Task prompt:
Your copy should match the entries exactly, with the pictures left out.
──────── Given records ────────
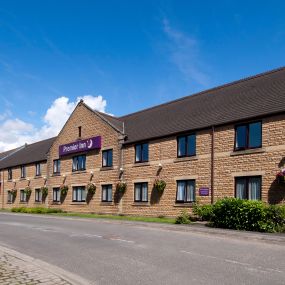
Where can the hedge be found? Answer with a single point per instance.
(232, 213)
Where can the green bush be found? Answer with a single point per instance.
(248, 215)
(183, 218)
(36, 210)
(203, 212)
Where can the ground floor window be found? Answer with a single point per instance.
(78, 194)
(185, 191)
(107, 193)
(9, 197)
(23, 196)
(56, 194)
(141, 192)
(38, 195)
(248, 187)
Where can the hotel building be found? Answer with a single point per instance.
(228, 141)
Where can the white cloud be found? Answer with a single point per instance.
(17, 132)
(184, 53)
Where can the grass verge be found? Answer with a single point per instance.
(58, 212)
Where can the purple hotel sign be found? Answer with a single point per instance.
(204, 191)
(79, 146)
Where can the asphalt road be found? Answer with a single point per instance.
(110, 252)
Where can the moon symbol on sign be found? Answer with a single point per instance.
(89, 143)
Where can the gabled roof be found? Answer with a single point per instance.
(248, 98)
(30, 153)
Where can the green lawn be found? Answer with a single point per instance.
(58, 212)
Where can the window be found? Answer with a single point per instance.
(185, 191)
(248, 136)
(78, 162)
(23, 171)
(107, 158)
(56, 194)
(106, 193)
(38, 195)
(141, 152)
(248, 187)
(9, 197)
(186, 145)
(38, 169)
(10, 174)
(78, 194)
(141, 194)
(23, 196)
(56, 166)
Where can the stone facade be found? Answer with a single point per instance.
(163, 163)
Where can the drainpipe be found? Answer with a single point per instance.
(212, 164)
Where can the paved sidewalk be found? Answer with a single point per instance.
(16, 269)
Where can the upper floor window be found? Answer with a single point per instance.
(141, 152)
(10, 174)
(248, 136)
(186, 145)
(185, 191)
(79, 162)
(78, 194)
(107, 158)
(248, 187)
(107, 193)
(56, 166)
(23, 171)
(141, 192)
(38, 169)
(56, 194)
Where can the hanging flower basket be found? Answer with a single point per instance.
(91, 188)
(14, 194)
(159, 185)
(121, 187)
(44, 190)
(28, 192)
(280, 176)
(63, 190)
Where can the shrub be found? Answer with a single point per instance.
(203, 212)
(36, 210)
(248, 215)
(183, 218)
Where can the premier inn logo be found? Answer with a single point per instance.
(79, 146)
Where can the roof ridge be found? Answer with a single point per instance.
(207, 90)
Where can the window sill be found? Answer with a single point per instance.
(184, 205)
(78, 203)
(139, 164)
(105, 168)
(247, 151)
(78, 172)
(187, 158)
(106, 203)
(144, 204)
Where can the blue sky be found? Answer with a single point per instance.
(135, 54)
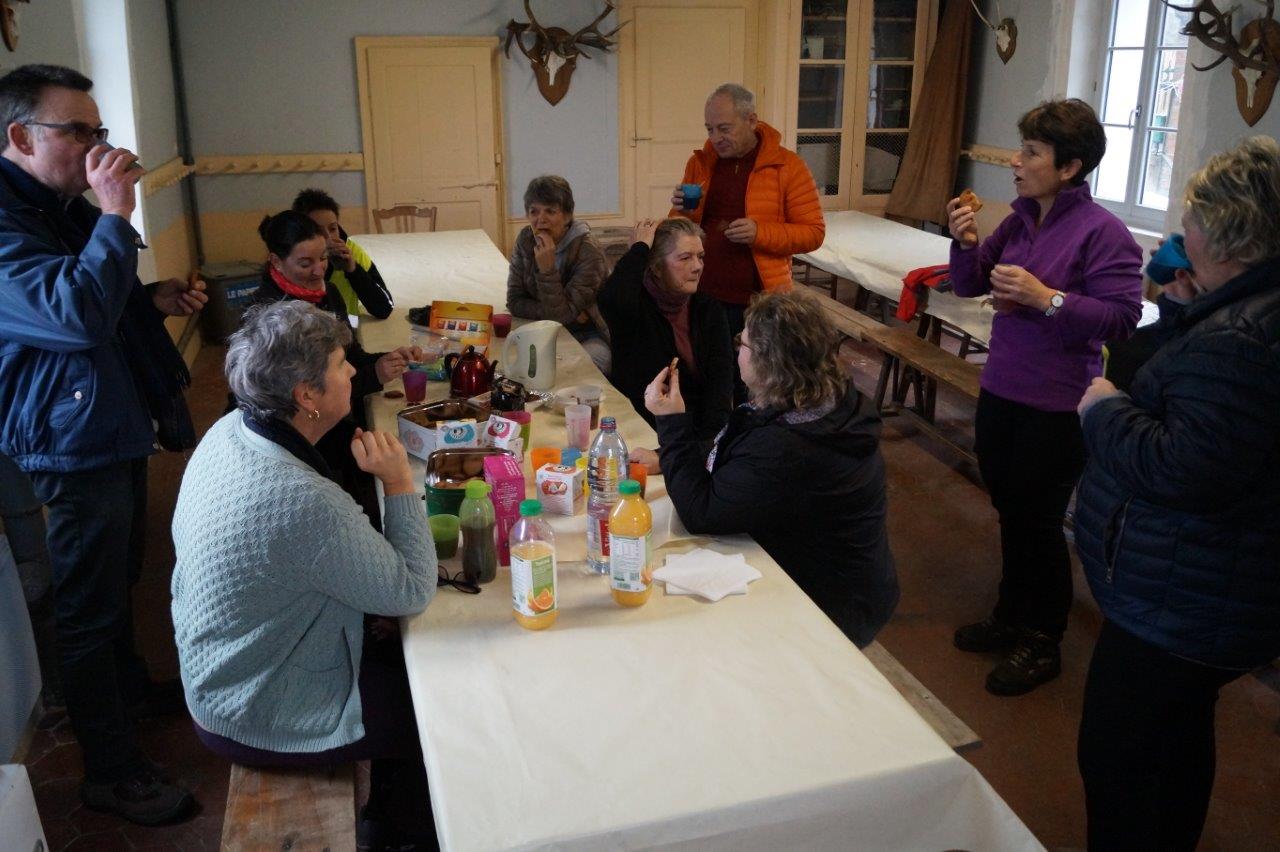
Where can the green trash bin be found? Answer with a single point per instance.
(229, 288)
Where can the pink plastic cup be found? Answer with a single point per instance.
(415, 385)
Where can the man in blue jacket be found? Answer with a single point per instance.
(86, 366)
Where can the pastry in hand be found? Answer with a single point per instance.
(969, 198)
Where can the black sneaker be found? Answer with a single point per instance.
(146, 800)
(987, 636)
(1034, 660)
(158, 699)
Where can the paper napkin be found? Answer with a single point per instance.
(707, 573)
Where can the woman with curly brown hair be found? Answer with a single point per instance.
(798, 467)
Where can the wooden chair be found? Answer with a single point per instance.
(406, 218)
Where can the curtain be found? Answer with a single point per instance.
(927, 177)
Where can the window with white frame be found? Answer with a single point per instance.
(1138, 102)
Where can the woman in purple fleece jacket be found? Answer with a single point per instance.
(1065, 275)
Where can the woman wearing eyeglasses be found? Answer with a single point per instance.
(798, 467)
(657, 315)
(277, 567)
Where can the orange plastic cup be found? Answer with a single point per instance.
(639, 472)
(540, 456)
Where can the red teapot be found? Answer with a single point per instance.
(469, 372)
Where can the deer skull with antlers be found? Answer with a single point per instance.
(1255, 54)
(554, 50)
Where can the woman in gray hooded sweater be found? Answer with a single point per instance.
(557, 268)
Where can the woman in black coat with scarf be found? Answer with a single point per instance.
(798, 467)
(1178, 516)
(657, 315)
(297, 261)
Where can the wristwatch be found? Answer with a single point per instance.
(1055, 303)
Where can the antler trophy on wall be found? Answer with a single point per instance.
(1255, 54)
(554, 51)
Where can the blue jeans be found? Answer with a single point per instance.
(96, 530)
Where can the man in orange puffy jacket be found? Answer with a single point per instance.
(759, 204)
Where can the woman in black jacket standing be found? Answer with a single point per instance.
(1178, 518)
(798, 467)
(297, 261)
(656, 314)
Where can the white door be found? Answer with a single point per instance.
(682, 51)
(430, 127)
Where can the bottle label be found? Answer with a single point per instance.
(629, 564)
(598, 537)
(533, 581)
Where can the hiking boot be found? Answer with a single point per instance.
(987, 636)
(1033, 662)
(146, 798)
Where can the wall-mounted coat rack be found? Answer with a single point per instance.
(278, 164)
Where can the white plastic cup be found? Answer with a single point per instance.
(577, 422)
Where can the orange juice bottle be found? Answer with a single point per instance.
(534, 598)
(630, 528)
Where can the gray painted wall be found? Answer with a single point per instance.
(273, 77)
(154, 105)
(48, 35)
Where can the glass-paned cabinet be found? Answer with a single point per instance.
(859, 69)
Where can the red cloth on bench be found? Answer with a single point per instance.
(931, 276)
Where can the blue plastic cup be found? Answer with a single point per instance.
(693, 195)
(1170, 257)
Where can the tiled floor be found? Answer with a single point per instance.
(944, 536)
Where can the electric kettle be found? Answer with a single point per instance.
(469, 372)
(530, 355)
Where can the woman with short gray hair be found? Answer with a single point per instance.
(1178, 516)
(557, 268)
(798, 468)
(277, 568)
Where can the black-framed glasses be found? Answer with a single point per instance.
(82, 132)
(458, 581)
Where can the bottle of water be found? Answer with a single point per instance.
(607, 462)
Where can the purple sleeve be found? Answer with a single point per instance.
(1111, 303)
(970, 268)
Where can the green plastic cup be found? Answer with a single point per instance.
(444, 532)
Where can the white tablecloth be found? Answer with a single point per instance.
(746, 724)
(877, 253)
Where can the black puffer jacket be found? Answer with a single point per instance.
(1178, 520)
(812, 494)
────────
Exercise solution:
Where can the hedge be found? Answer with a single point per instance.
(232, 213)
Where can the green bush be found? Answer with a single point per instance.
(248, 215)
(183, 218)
(36, 210)
(203, 212)
Where can the ground floor window be found? Answer with a single point per instance.
(78, 194)
(185, 191)
(107, 193)
(9, 197)
(23, 196)
(56, 194)
(141, 192)
(38, 195)
(248, 187)
Where can the hotel building be found? Answer with a single point per instance.
(228, 141)
Where can the white cloud be found? Answer with a single point per instance.
(17, 132)
(184, 53)
Where can the grass verge be found? Answer with a single point per instance.
(58, 212)
Where can the purple hotel sign be found? Answer with a single point per instance.
(204, 191)
(79, 146)
Where can the asphalt road be found? Answer with a single point per instance.
(110, 252)
Where can the moon symbol on sign be found? Answer with a single point per instance.
(89, 143)
Where can the gabled roof be found? Answer with a single point per instance.
(248, 98)
(30, 153)
Where can the green lawn be found? Answer with a single point per instance.
(58, 212)
Where can the window be found? Answer with a single point per instance.
(185, 191)
(248, 136)
(78, 162)
(23, 171)
(107, 158)
(56, 194)
(106, 193)
(38, 195)
(141, 152)
(248, 187)
(9, 197)
(186, 145)
(38, 169)
(10, 174)
(78, 194)
(141, 194)
(23, 196)
(56, 166)
Where can the stone facade be found? Answer with a single point per instance.
(163, 163)
Where can the drainpipe be found? Answer with a single point per instance.
(212, 164)
Where can the paved sidewalk be found? Answer with a single point per instance.
(16, 269)
Where can the upper floor window be found? Answer with a single point per instance.
(141, 152)
(10, 174)
(248, 136)
(186, 145)
(185, 191)
(79, 162)
(78, 194)
(107, 158)
(248, 187)
(107, 193)
(56, 166)
(23, 171)
(141, 192)
(38, 169)
(56, 194)
Where can the hanging flower basket be found? Answer with a single point per instance.
(91, 188)
(14, 194)
(159, 185)
(121, 187)
(44, 190)
(28, 192)
(280, 176)
(63, 190)
Where can the shrub be found? Answer with a single point per instance.
(203, 212)
(36, 210)
(248, 215)
(183, 218)
Where can the premier inn logo be found? Answer with a single point per instance.
(79, 146)
Where can the roof ridge be found? Answer with a single point per instance.
(207, 90)
Where can the window sill be found? Answer with a single point per instance.
(184, 205)
(78, 203)
(139, 164)
(105, 168)
(247, 151)
(78, 172)
(187, 158)
(106, 203)
(144, 204)
Where can the blue sky be found? Answer with a single point per instance.
(135, 54)
Where can the green trash bin be found? Answer with a single point per instance.
(229, 288)
Where can the pink plastic cup be found? Answer with a single point per instance.
(415, 385)
Where can the man in blue jacket be found? Answer with a single point per instance.
(86, 366)
Where can the pastry in hand be found? Answer with a single point per instance.
(969, 198)
Where can the black sneaker be found? Answer with a single point per instance.
(146, 800)
(987, 636)
(1034, 660)
(158, 699)
Where can the paper napkin be found? Answer with a single point per instance.
(707, 573)
Where can the woman with curly brown hair be found? Answer with a single point per instance.
(798, 467)
Where can the wooden chair be found? Answer with a single point per instance.
(406, 218)
Where can the curtain be found? Answer with a single point per instance.
(927, 177)
Where can the window with white frame be found? Answer with a single point per instance.
(1138, 102)
Where can the woman in purple fleece jacket be found? Answer with a single point per instance.
(1065, 275)
Where can the woman wearing eyeglasses be found? Answer with a single point per instance.
(798, 467)
(657, 315)
(277, 567)
Where can the orange plastic cup be found? Answer with a single point per instance.
(639, 472)
(540, 456)
Where can the red teapot be found? Answer with a single point per instance.
(469, 372)
Where can the deer skull with antlers be found? Answer with a single point per instance.
(1255, 54)
(554, 50)
Where can the woman in gray hooded sweater be found? Answer with a single point per instance.
(557, 268)
Where can the woman in black coat with scarf be found? Answer with a single point per instance.
(798, 467)
(1178, 516)
(657, 315)
(297, 261)
Where can the wristwatch be found? Answer with a single point per instance.
(1055, 303)
Where can the antler trophy on wall be found? Answer with a single point per instance.
(1255, 54)
(554, 51)
Where can the blue jeans be found? Answer with a single point per instance.
(96, 530)
Where can the man in orange puffy jacket be found? Answer with a single point per instance.
(759, 204)
Where can the woman in black jacket standing be found? Answer with a single point per instance.
(1178, 518)
(798, 467)
(297, 261)
(656, 314)
Where can the white door be found? Answer with a single point per instance.
(682, 51)
(430, 127)
Where can the bottle label be found? Answer with a single point per instance.
(629, 564)
(598, 537)
(533, 581)
Where can the hiking boot be found? Answer with a single point per instance.
(987, 636)
(1033, 662)
(146, 798)
Where can the wall-mounted coat rack be found? Answer with a single point per instance.
(278, 164)
Where can the white plastic cup be found? Answer with a single point per instance.
(577, 422)
Where can the orange juice bottle be found? Answer with a single point per instance.
(534, 598)
(630, 528)
Where can the gray painted wall be found? Answer with a single point per instance.
(273, 77)
(154, 105)
(48, 35)
Where can the glass-paned cabinet be found? Answer with a single point per instance.
(859, 69)
Where can the red cloth on bench be found? Answer with a single point per instance.
(931, 276)
Where can the blue plastic cup be found? Answer with a single point per instance.
(693, 195)
(1170, 257)
Where can the tiled floor be found? Answer with a single point per instance.
(944, 536)
Where can the electric kettle be found? Answer with a single point per instance.
(469, 372)
(530, 355)
Where can the woman with short gray hair be found? Answer with a single point per instance.
(1178, 516)
(557, 268)
(798, 468)
(277, 568)
Where can the black-framed glasses be found? Answer with a single point per instance.
(82, 132)
(458, 581)
Where can the bottle of water be found? Answer with a single point per instance.
(607, 462)
Where can the purple sleeve be found? Answer with a single point per instance.
(1111, 303)
(970, 268)
Where can the green plastic cup be found? Answer with a single point per instance.
(444, 532)
Where can the white tablecloth be found? Answer with a single point per instance.
(746, 724)
(877, 253)
Where can the black puffer jacket be found? Answer with a single point per instance.
(1178, 520)
(812, 494)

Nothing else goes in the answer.